[Image-grounded pointing data]
- Opening Delimiter -
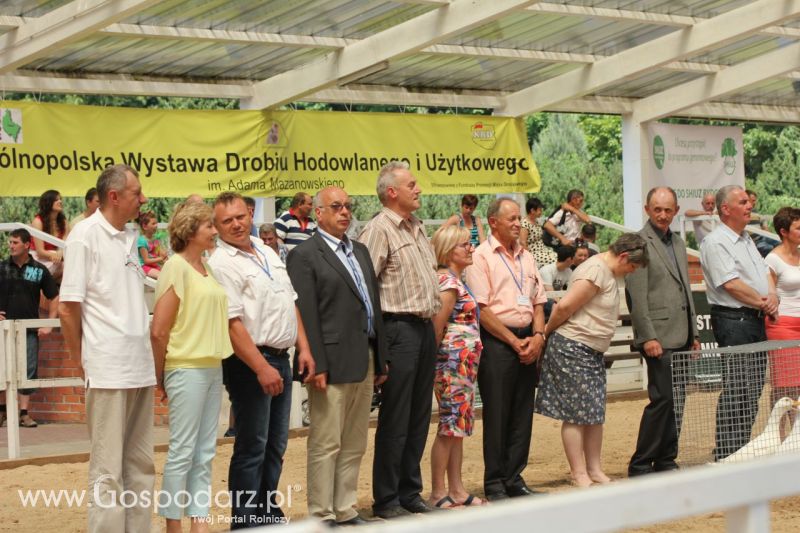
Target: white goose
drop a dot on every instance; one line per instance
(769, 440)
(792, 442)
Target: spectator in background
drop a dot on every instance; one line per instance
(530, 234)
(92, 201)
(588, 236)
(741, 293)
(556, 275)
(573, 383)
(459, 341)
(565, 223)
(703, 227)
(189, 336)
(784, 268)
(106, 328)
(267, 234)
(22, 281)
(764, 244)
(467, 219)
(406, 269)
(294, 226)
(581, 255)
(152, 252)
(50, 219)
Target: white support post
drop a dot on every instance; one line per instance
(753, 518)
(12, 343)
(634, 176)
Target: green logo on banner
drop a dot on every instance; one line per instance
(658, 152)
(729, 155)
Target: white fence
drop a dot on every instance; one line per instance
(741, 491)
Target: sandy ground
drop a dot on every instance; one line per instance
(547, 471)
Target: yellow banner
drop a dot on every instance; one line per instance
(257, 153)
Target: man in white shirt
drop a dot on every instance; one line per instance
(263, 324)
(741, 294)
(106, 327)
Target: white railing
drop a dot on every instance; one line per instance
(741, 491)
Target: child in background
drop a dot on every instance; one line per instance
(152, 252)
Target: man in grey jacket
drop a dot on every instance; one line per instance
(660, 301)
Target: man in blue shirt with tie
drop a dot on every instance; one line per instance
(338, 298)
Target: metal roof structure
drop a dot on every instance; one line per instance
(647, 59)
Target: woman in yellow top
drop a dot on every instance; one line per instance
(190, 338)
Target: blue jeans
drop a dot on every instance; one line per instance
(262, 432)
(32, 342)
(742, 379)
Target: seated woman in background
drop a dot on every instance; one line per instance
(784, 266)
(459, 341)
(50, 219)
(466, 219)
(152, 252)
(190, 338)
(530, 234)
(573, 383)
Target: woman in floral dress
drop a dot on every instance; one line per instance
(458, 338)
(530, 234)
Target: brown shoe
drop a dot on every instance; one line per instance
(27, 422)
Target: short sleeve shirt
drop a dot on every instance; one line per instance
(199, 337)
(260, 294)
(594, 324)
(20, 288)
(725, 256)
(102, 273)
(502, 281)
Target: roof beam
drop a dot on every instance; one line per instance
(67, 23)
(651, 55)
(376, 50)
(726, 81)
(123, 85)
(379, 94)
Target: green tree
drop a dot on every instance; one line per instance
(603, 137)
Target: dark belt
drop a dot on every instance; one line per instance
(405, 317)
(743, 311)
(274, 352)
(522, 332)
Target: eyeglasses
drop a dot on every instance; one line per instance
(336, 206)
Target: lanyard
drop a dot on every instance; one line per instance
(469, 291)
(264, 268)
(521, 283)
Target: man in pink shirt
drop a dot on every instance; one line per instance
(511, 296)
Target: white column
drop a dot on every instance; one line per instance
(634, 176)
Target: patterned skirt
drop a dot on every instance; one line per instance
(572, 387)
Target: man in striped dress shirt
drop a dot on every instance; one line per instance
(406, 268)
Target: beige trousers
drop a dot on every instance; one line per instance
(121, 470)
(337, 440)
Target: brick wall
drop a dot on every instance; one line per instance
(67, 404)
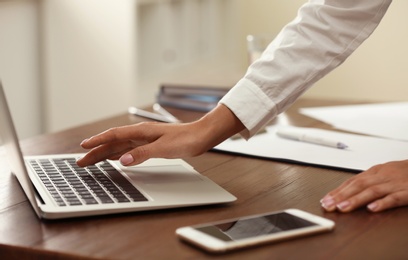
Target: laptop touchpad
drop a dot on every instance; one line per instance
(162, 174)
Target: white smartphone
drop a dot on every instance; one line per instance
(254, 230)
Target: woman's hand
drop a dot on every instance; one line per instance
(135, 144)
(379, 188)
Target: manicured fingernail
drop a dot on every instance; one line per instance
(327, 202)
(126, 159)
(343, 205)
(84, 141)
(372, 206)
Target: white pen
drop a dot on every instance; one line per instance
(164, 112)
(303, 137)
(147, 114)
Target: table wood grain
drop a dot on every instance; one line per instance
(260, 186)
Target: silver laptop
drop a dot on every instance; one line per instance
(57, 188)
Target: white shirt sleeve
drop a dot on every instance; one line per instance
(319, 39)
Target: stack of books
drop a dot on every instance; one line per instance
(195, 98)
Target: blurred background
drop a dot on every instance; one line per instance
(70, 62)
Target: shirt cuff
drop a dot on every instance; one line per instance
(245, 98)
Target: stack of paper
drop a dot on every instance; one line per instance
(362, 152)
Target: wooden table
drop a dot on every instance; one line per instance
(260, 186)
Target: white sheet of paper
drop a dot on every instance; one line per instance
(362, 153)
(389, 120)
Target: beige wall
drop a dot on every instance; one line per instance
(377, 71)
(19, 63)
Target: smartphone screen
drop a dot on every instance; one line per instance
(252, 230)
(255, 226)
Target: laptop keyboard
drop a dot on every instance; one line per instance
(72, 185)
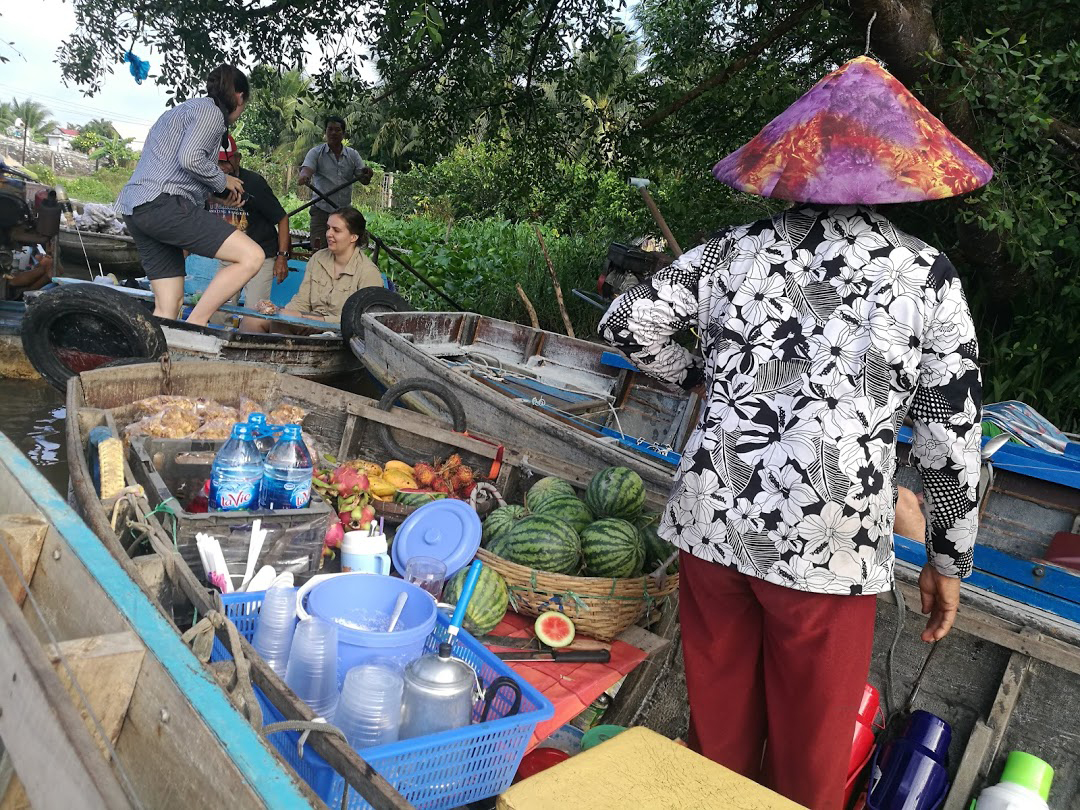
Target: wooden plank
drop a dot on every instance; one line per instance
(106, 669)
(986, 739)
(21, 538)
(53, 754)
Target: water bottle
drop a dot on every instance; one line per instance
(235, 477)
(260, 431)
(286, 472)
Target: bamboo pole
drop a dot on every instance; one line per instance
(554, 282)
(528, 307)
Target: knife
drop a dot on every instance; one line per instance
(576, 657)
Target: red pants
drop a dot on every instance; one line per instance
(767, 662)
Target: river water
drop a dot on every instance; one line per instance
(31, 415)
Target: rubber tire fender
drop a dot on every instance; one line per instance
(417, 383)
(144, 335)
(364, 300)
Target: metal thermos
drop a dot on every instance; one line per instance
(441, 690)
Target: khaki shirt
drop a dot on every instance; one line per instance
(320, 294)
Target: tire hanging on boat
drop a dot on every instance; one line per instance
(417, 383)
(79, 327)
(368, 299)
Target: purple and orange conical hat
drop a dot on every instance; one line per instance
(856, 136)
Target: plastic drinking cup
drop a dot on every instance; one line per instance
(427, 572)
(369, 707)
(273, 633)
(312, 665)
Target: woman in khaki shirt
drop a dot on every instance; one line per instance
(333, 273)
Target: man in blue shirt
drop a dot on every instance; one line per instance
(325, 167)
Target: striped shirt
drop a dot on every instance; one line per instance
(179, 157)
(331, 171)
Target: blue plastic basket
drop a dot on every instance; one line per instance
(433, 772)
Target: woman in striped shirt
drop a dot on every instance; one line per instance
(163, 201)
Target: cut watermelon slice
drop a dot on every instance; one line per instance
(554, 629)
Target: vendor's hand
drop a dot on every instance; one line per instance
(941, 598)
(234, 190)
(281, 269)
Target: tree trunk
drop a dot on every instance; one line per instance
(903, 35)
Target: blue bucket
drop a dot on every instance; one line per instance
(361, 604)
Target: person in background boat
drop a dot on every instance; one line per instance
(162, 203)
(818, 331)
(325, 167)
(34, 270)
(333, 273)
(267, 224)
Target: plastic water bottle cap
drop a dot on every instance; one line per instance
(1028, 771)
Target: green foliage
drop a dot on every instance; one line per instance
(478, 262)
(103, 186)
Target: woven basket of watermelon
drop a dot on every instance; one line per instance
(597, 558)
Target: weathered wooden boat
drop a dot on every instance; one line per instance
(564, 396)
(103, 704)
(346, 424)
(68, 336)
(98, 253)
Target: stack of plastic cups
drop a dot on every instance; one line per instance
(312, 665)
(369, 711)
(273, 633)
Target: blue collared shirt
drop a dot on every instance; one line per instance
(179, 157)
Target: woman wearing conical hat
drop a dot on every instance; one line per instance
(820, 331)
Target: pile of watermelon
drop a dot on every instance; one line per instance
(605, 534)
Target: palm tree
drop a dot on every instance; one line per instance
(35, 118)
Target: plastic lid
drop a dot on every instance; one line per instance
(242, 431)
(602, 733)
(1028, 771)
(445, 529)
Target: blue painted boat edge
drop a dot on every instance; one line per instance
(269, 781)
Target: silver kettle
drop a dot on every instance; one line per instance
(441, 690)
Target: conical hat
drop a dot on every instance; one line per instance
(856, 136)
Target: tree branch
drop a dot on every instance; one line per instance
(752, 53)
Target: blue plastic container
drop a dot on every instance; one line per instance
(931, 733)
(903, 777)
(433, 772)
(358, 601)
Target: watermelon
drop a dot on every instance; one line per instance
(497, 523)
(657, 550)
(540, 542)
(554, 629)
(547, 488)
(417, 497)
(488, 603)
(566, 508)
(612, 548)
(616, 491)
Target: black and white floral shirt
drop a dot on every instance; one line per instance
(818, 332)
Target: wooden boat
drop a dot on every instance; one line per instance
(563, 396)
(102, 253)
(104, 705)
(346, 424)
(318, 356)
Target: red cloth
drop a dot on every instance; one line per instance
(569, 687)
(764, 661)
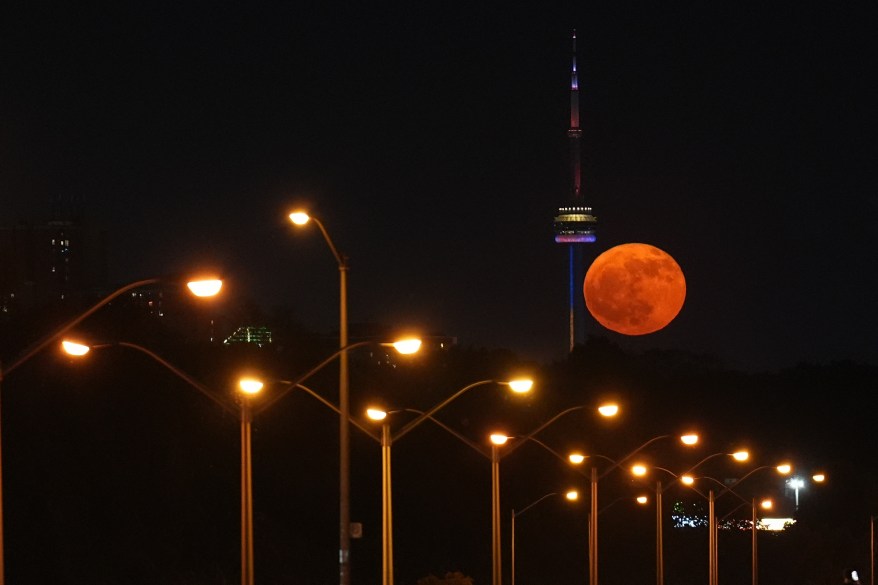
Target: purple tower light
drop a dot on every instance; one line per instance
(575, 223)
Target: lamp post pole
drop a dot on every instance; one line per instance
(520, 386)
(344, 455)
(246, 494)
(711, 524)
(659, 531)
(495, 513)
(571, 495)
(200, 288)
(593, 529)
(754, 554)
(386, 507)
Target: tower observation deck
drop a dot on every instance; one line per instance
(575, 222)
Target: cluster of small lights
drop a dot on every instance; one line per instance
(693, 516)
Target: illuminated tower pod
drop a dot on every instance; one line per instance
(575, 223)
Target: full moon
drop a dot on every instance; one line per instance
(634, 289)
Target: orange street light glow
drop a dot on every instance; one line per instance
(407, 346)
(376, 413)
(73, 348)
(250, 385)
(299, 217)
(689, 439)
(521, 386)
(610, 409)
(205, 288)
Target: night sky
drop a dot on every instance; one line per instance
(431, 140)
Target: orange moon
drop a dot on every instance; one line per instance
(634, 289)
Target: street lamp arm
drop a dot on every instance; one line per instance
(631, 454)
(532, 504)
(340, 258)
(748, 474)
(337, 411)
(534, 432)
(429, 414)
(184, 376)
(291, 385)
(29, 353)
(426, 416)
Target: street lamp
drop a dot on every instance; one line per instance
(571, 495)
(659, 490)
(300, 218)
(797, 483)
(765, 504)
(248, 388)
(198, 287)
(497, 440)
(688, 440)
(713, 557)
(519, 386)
- Closing Delimiter -
# [ASSIGNMENT]
Where the data above reaches the line holding "Target: person in background boat", begin printing, and stop after the line holding "Target: green foliage". Each line must be reproduced exactly, with nothing else added.

# [ANSWER BELOW]
Target: person in background boat
drop a dot on every instance; one line per instance
(162, 203)
(818, 331)
(325, 167)
(34, 270)
(333, 273)
(267, 224)
Target: plastic water bottle cap
drop a dot on every instance; one line per instance
(1028, 771)
Target: green foliage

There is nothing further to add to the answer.